■ **PROBLEM STATEMENT**:
Transcribe every line of the material below verbatim, leaving the pictures out of your answer.

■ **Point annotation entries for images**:
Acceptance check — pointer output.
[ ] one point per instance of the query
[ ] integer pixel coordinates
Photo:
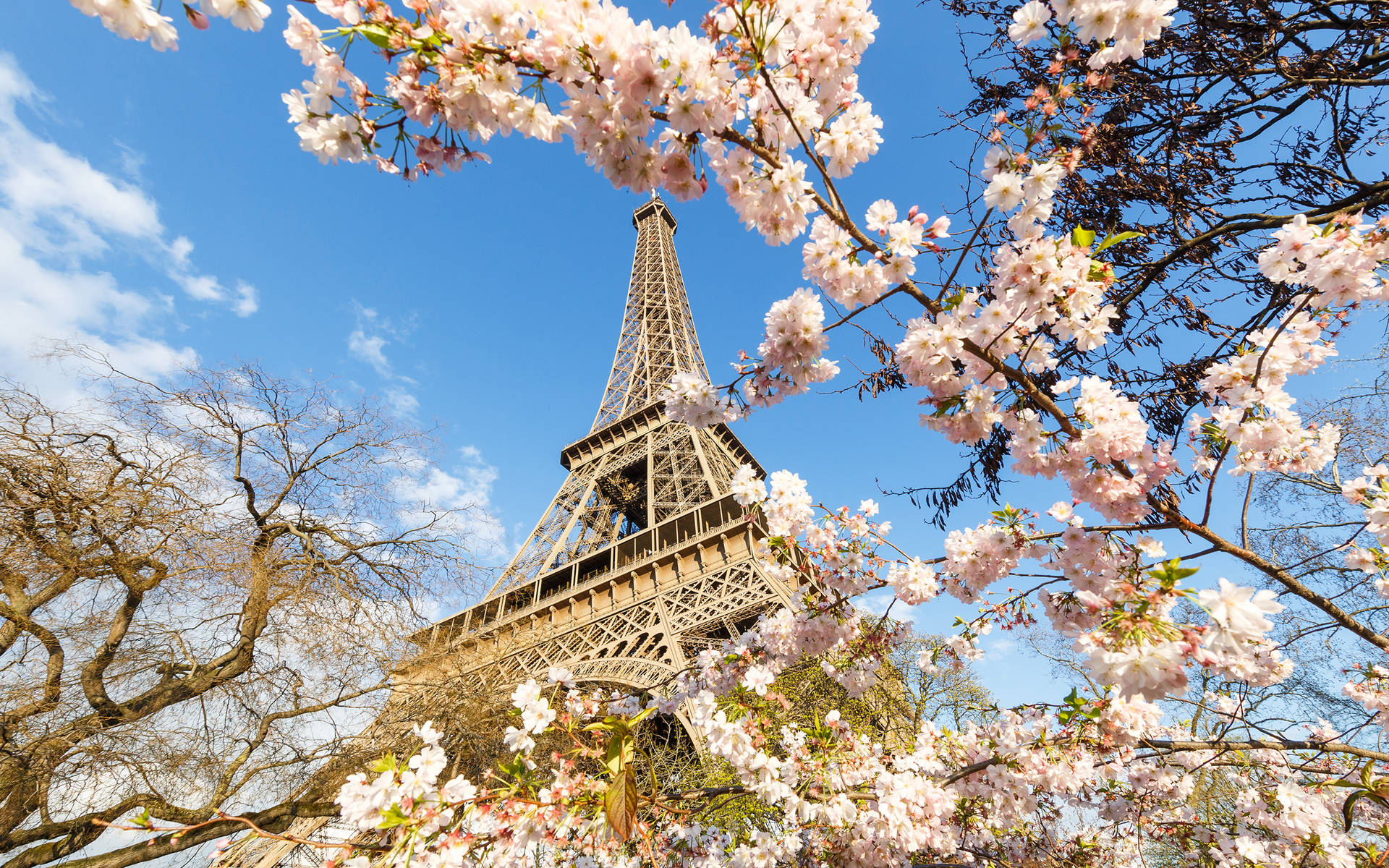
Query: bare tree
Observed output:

■ **WRITTEN RESPONSE**:
Acceptance check — pointer output.
[ ] one point per instance of the query
[ ] integer pixel coordinates
Photo:
Query: bare tree
Observed output:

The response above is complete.